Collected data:
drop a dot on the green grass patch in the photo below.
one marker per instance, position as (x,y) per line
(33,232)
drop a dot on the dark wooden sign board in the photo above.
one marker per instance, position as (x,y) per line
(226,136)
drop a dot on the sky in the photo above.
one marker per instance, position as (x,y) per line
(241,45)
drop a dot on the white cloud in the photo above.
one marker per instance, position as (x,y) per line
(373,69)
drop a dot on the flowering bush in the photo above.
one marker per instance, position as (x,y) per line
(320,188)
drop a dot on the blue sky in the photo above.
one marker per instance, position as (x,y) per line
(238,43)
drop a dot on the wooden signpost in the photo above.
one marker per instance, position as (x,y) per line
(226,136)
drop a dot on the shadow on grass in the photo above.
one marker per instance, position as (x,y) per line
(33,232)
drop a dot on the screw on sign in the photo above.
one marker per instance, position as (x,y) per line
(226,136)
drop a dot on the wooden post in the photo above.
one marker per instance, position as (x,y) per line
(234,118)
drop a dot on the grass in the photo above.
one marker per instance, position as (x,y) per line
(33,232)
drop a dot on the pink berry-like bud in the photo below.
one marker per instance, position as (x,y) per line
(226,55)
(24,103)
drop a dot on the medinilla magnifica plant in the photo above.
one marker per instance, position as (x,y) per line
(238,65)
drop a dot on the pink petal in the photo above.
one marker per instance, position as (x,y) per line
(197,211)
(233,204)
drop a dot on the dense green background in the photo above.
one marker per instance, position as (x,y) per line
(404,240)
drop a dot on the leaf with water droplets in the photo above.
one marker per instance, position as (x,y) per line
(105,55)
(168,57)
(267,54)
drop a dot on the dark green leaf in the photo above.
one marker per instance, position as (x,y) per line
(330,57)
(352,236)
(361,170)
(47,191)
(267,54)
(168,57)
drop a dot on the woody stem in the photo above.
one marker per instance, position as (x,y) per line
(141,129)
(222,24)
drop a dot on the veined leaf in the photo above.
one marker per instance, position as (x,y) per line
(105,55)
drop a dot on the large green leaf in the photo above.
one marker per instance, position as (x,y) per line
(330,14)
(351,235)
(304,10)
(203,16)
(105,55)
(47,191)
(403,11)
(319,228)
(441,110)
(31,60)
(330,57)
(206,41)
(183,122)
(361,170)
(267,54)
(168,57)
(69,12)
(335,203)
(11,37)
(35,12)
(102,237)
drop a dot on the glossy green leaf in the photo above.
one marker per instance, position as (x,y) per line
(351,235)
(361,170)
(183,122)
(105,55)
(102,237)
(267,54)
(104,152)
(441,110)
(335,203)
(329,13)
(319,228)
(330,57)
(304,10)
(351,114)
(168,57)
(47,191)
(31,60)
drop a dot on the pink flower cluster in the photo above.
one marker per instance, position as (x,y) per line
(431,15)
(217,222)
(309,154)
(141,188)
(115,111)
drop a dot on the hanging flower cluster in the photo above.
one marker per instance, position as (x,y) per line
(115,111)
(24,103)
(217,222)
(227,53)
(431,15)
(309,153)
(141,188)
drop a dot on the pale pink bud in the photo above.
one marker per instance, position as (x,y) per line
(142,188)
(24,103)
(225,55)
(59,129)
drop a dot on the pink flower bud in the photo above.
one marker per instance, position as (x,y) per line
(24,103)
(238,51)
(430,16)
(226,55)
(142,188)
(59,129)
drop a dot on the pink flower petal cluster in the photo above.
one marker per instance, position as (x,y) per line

* **Instructions to follow**
Retype the data. Keep every word as it stands.

* **Task solution**
drop a dot on the green grass patch in the photo below.
one marker per instance, position as (x,y) per line
(33,232)
drop a dot on the dark wooden sign board in the photo above.
one marker per instance, position as (x,y) per line
(226,136)
drop a dot on the sky in the photo above.
one marker per instance, position as (x,y) per line
(241,45)
drop a dot on the white cloud in the photo above.
one marker per instance, position as (x,y) per line
(373,69)
drop a dot on the flowering bush in the photo above.
one marker per instance, position as (x,y) per line
(320,188)
drop a dot on the blue sky in the photo above.
one marker per instance, position as (x,y) per line
(238,43)
drop a dot on the wooden signpost in the photo above.
one marker per instance, position as (x,y) per line
(226,136)
drop a dot on the shadow on grass in the photo above.
one marker per instance, position as (x,y) per line
(33,232)
drop a dot on the screw on sign in the photo above.
one marker per instance, position as (x,y) per line
(226,136)
drop a dot on the wooden post in the photo above.
one marker per instance, position as (x,y) per line
(234,118)
drop a dot on the grass in the photo above.
one marker per instance, position as (x,y) per line
(33,232)
drop a dot on the pink berry-like bud in the photo below.
one marker per instance, position as (x,y) per line
(226,55)
(24,103)
drop a dot on the medinilla magnifica plant in the photo above.
one marker per instance, position as (x,y) per line
(238,65)
drop a dot on the pink petal in the photo above.
one marker per instance, position as (x,y) per line
(197,211)
(233,204)
drop a dot on the dense green background in the photo above.
one marker per instance, position as (x,y) per line
(404,240)
drop a dot on the leaf with water droplets in the photo above.
one marker per instance, position as (x,y) per line
(105,55)
(168,57)
(267,54)
drop a dot on the dark green leaf in the photo above.
one marker per instance, position as (x,y) per line
(330,57)
(352,236)
(361,170)
(47,191)
(267,54)
(168,57)
drop a dot on the woody stem in the photo above.
one marker per instance, position as (x,y) per line
(141,129)
(222,24)
drop a dot on the veined leaf in the photo above.
one marker per instance, position as (x,y) per line
(105,55)
drop a dot on the large green leaf in the photo above.
one marker per instance, position as (x,y) per line
(330,14)
(351,235)
(304,10)
(203,16)
(105,55)
(47,191)
(403,11)
(319,228)
(441,110)
(31,60)
(330,57)
(206,41)
(183,122)
(361,170)
(267,54)
(168,57)
(69,12)
(335,203)
(11,37)
(35,12)
(102,237)
drop a dot on the glossy green leaf in the photo above.
one marker per instance, position as (x,y) per line
(351,235)
(361,170)
(183,122)
(105,55)
(102,237)
(267,54)
(104,152)
(441,110)
(335,203)
(329,13)
(319,228)
(330,57)
(304,10)
(351,114)
(168,57)
(47,191)
(31,60)
drop a dot on the pink flower cluster in the photo above.
one marker per instance, position as (x,y) per line
(431,15)
(217,222)
(309,154)
(141,188)
(115,111)
drop a dot on the hanging flower cluster in the photo above.
one marker per instance, position as (x,y) per line
(115,111)
(24,103)
(217,222)
(227,53)
(431,15)
(309,153)
(141,188)
drop a dot on the pale pink bud in the photo above.
one marker per instance, position as (x,y) per line
(142,188)
(24,103)
(225,55)
(59,129)
drop a dot on the pink flower bud in the photo above.
one marker per instance, position as (x,y) per line
(24,103)
(238,51)
(430,16)
(226,55)
(142,188)
(59,129)
drop a dot on the pink flower petal cluster in the photo above.
one marker per instance, position as (x,y) per line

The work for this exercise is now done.